* **Activity**: Write out word for word the part of the passage on the Hygiene Fire Department that opens with the words "Benzel would find" and closes with "graduate in 2019.".
*** Selected passage
While the coverage area for the Hygiene Fire Department is just 55 square miles, it boasts a strong volunteer workforce with roughly 60 people.

“Hygiene is a great area for people to come and gain some experience,” says Assistant Chief Russ Benzel. 

In December 2018, a then 27-year-old named William Easland joined the force, looking to fulfill his dream of becoming a firefighter. 

Benzel would find out a year later that Easland had been fighting cancer for a number of years.

“It was his dream,” says Benzel. “He had talked to me and said that the cancer that he had previously recovered from was back.”

Benzel says Easland continued pushing through the fire academy, becoming an honorary graduate in 2019. 

Cancer once again reared its ugly head; treatments against the rare Fibromellar Hepatocellular proved unsuccessful. 

In the fall of 2020, Easland was placed into hospice care.
******
*** Given information
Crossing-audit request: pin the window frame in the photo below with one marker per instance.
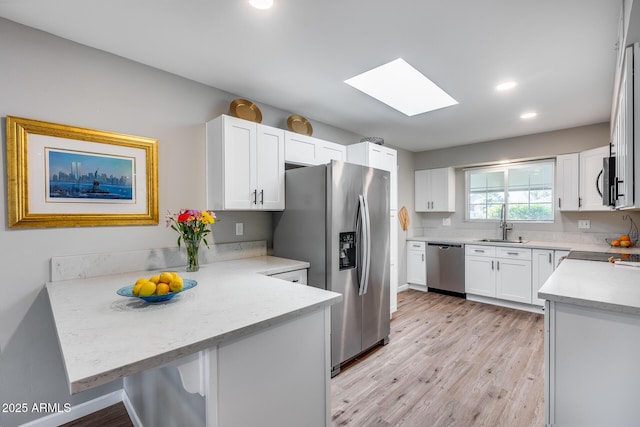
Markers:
(504, 168)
******
* **Task solution**:
Benzel would find out a year later that Easland had been fighting cancer for a number of years.

“It was his dream,” says Benzel. “He had talked to me and said that the cancer that he had previously recovered from was back.”

Benzel says Easland continued pushing through the fire academy, becoming an honorary graduate in 2019.